You might want to run manual DB compaction using ceph-kvstore-tool for every affected OSD to try to work around the issue. This would rather help just temporarily if data removal is still ongoing though.


On 10/6/2020 12:41 PM, Kristof Coucke wrote:
Yes, some disks are spiking near 100%... The delay I see with the iostat (r_await) seems to be synchronised with the delays between queued_for_pg and reached_pg events.
The NVMe disks are not spiking, just the spinner disks.

I know the rocksdb is only partial on the NVMe. The read-ahead is also 128kb (os level) (for spinner disks). As we are dealing with smaller files, this might also lead to a decrease of the performance.

Can you share the amount of DB data spilled over to spinners? You can learn this from "bluefs" section in performance counters dump...


I'm still investigating, but I'm wondering if the system is also reading from disk for finding the KV pairs.



Op di 6 okt. 2020 om 11:23 schreef Igor Fedotov <ifedotov@xxxxxxx <mailto:ifedotov@xxxxxxx>>:

    Hi Kristof,

    are you seeing high (around 100%) OSDs' disks (main or DB ones)

● ● ●

Jobs ::
#1 Answer these questions from the Ceph mailing-list excerpt:
(a) Which tool is suggested for running manual DB compaction?
(b) Which disks are not spiking?
(c) What OS-level read-ahead size is set for the spinner disks?
#2 Report every row below that contains the string "blurred".
The rows have no connection to the Ceph mailing-list excerpt.

● ● ●

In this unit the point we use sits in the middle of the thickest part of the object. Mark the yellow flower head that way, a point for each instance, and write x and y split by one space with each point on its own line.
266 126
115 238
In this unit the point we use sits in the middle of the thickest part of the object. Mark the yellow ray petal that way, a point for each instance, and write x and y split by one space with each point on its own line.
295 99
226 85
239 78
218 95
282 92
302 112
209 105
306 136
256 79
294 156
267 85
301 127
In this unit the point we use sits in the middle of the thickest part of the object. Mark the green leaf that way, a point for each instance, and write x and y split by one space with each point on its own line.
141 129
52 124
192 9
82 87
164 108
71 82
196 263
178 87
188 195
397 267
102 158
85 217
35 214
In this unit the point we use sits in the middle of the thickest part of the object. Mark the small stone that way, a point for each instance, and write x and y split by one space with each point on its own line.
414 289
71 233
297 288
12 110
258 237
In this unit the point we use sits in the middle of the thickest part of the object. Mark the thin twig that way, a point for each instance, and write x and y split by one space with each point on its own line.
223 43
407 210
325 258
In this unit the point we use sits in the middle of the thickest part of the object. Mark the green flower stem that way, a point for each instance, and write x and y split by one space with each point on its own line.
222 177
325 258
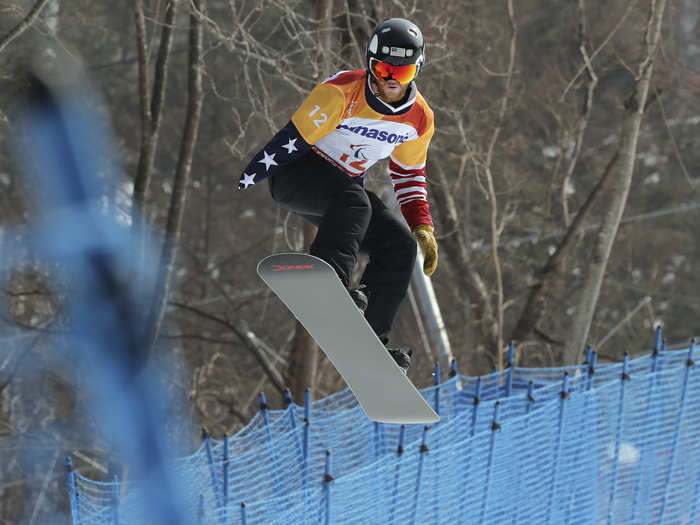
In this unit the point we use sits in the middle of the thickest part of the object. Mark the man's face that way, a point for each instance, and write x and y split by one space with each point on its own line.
390 90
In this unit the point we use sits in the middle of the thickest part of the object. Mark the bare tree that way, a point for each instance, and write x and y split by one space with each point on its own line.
304 357
622 171
151 103
182 174
24 24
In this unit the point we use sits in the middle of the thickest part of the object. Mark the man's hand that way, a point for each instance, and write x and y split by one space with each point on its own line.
428 245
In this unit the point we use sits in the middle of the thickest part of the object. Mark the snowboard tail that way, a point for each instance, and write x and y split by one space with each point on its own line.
311 290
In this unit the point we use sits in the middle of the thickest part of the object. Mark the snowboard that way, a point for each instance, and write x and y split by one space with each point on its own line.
312 291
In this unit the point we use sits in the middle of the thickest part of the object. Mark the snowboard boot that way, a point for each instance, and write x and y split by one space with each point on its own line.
402 356
360 296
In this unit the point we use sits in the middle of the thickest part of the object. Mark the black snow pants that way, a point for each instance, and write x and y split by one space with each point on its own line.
350 221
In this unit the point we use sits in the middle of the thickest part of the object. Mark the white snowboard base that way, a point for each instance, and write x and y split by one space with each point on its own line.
310 288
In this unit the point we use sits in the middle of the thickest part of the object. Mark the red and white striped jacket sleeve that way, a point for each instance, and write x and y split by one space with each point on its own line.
407 170
411 192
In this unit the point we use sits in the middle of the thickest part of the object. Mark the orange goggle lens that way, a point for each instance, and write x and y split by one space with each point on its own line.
384 71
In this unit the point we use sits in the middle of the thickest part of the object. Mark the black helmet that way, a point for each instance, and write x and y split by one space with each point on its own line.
398 42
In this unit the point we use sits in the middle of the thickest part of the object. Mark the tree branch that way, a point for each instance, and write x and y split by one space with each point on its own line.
25 24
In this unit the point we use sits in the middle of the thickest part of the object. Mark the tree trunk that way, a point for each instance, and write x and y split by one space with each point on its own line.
466 278
303 361
621 179
182 176
151 106
24 24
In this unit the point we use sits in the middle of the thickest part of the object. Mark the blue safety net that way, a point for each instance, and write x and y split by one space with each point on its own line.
589 444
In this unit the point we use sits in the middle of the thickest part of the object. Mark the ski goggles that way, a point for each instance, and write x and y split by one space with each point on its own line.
386 71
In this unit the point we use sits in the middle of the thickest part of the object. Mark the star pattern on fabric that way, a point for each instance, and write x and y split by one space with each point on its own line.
246 180
268 160
290 145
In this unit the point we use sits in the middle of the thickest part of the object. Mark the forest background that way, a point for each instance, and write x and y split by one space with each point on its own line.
561 127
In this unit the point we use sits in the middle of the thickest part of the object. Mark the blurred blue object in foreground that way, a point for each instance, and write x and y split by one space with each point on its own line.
67 153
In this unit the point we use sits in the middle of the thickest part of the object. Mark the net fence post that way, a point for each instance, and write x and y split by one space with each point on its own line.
681 415
422 451
399 453
225 481
563 397
73 494
327 480
438 380
244 516
472 431
624 378
509 377
495 427
210 460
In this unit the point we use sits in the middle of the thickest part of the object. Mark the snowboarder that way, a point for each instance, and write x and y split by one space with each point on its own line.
316 166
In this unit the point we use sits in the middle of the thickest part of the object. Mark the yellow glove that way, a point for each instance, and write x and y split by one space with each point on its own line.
428 245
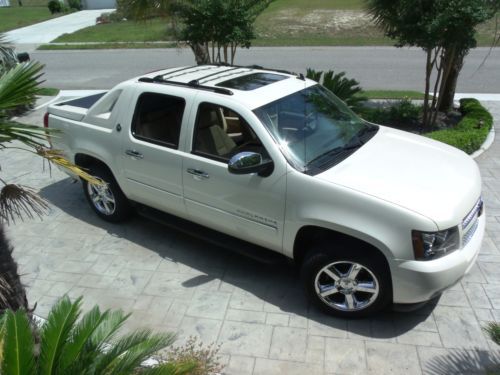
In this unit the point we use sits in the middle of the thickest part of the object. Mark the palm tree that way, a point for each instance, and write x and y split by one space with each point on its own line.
19 85
69 345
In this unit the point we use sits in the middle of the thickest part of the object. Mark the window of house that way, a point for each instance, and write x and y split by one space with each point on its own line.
158 119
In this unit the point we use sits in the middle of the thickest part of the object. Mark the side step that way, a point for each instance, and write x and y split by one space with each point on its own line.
258 253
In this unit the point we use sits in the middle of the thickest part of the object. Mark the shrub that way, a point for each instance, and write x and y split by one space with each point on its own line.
402 115
54 6
75 4
344 88
470 133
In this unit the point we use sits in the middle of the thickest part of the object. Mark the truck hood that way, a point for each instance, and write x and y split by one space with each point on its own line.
414 172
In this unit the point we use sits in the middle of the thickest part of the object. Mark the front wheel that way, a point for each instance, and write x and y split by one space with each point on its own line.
107 200
347 284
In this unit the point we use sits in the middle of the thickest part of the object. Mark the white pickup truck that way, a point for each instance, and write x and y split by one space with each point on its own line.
260 159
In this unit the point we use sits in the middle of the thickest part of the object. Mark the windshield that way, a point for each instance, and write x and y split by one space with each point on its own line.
315 129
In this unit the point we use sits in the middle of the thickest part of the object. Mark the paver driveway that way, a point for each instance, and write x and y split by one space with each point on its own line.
258 313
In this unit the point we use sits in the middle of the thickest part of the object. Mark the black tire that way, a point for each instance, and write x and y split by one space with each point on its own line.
119 209
372 274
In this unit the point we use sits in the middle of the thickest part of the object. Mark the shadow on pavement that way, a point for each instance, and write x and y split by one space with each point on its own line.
464 362
278 285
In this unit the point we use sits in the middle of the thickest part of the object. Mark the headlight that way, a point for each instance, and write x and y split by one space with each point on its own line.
433 245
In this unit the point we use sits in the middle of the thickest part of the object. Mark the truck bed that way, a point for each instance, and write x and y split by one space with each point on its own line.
75 109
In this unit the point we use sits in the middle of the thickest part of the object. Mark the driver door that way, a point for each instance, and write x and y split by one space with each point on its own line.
249 206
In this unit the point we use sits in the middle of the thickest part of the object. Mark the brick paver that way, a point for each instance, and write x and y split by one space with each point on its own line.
172 282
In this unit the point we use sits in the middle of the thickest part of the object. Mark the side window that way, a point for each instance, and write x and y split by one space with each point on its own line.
221 133
158 118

● ● ●

Expected answers ::
#1
(a) ceph-kvstore-tool
(b) The NVMe disks
(c) 128kb

#2
In this unit the point we use sits in the middle of the thickest part of the object. Mark the blurred blue object in foreground that way, a point for each instance, and write x and y split by one space with each point on its own line.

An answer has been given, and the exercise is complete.